#### [TASK DESCRIPTION]
Pick out every line in the listing below that contains the word "background", and copy each of those lines.

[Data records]
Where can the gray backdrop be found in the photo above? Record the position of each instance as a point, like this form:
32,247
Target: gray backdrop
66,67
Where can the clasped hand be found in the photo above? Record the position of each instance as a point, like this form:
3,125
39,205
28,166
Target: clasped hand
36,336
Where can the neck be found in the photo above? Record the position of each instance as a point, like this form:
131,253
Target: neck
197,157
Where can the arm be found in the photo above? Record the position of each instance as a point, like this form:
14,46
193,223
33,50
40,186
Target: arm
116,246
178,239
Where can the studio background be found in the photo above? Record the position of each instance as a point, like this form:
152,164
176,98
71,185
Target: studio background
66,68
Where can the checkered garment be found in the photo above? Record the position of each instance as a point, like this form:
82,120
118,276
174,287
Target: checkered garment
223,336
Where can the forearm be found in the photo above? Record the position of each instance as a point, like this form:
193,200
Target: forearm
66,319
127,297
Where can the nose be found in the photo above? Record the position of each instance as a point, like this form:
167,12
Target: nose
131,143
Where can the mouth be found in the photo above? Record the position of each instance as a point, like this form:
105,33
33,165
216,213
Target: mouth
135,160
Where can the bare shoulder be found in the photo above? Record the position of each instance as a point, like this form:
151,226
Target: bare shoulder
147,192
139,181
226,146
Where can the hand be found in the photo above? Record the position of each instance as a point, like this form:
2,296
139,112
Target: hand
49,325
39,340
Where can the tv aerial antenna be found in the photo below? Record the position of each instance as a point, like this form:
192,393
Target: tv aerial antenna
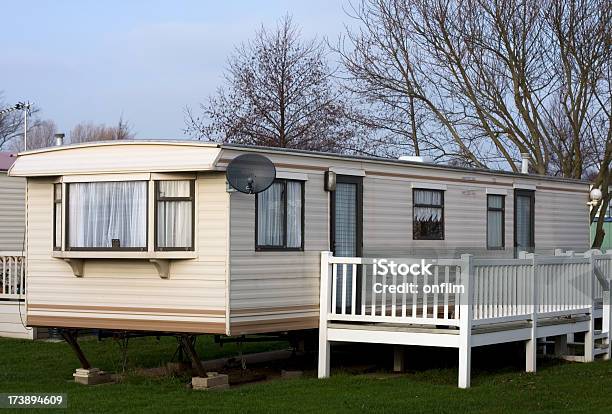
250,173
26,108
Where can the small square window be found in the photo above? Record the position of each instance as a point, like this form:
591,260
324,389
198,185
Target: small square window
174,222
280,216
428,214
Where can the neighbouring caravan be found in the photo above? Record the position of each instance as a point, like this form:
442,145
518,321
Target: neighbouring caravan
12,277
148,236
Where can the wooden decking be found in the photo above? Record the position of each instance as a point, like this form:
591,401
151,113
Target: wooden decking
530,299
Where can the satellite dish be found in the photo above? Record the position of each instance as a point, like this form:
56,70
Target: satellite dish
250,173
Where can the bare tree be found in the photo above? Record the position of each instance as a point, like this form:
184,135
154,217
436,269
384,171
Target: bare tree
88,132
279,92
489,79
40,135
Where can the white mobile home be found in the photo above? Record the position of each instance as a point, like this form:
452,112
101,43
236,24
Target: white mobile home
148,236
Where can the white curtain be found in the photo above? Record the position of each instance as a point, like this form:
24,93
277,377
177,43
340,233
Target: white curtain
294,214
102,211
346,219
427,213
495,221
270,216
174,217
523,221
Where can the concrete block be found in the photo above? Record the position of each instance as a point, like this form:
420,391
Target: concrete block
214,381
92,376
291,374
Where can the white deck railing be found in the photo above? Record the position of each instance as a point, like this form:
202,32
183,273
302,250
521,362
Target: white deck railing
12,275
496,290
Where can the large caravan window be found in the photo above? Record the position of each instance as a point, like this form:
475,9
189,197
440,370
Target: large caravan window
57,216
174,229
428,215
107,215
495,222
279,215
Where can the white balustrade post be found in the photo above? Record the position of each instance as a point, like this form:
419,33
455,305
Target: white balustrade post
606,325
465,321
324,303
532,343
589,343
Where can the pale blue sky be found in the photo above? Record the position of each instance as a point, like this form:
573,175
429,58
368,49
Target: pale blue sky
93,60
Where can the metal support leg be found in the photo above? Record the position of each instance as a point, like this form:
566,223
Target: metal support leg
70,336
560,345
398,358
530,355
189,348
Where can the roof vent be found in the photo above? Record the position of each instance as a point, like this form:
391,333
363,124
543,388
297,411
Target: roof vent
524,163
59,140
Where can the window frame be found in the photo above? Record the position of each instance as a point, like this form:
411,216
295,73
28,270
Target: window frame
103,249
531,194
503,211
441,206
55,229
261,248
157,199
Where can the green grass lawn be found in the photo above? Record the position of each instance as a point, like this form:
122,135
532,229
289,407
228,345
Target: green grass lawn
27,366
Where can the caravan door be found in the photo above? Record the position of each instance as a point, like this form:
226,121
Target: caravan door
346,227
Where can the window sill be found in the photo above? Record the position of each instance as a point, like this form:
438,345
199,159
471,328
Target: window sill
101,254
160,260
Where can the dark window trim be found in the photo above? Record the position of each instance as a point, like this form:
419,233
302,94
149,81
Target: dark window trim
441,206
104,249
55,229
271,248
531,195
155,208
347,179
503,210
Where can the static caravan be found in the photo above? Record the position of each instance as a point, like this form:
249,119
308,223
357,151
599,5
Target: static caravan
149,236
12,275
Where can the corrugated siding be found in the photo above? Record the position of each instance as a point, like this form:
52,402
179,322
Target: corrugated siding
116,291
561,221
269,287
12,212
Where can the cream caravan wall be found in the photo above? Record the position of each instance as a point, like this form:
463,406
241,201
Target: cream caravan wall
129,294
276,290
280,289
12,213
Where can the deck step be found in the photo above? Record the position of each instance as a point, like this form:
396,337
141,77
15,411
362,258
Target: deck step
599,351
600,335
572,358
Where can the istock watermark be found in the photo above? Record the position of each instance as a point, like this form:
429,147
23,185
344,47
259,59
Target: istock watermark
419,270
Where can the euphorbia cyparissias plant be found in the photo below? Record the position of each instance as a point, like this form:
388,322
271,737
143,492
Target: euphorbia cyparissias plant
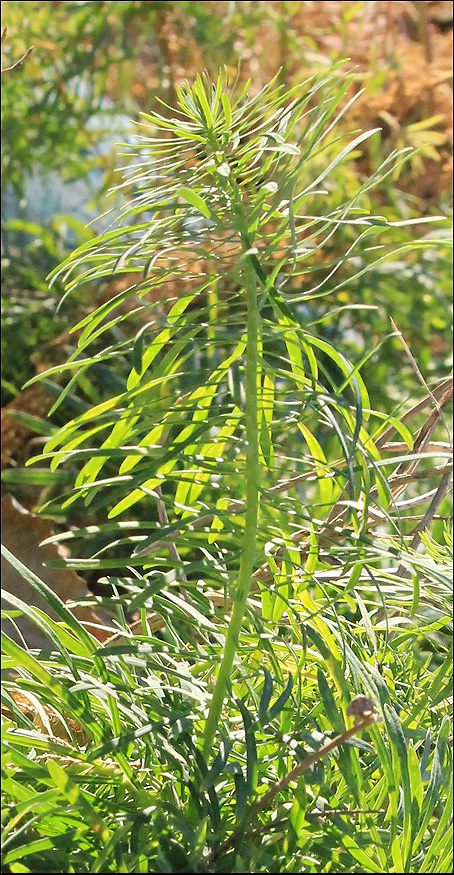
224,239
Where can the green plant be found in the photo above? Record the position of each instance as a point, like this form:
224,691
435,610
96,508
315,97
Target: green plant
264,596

* * *

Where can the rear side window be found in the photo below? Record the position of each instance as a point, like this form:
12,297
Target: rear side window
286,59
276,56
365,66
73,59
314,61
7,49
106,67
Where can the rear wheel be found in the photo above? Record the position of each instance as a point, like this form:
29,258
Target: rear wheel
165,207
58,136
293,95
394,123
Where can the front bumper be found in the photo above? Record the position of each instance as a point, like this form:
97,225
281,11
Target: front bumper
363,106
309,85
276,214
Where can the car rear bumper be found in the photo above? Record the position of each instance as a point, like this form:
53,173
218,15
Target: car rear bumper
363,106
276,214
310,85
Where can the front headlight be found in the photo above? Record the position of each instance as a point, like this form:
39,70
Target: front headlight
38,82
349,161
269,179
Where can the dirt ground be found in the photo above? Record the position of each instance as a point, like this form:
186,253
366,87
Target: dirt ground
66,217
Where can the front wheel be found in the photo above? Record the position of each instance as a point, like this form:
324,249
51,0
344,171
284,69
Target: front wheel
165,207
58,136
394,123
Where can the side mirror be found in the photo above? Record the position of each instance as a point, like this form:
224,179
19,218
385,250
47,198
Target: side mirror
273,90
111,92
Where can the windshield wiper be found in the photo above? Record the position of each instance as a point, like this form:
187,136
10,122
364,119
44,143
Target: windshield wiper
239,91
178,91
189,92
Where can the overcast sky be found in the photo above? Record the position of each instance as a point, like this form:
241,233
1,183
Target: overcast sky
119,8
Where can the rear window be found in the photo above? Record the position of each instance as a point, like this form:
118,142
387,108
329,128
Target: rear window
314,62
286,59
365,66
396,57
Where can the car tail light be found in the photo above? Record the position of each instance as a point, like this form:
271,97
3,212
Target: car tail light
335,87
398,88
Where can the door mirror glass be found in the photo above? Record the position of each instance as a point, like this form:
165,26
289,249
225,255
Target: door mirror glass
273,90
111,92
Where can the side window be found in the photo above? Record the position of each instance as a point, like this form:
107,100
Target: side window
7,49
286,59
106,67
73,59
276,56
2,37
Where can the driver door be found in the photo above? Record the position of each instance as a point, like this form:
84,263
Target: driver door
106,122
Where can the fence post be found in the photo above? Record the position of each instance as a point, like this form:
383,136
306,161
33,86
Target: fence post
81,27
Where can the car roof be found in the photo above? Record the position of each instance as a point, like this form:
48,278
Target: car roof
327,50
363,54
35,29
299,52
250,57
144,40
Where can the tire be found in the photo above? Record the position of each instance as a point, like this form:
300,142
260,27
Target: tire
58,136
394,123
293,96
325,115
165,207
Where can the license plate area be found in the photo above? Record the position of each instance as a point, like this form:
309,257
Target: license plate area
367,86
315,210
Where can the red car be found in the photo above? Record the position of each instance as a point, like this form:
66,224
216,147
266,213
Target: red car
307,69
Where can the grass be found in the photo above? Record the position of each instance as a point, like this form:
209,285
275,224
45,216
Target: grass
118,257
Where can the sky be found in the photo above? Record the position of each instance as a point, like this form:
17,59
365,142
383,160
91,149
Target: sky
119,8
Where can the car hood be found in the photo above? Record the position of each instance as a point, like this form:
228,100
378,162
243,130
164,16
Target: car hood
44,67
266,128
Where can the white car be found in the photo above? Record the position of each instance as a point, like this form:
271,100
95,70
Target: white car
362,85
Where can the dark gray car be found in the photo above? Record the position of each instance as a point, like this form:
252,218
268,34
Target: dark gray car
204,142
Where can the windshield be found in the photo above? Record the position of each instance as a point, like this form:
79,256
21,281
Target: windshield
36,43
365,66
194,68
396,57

#### [THE RESULT]
Where can the studio background be found in the photo above? Record the position of each instance as a point, like this form:
Target: studio background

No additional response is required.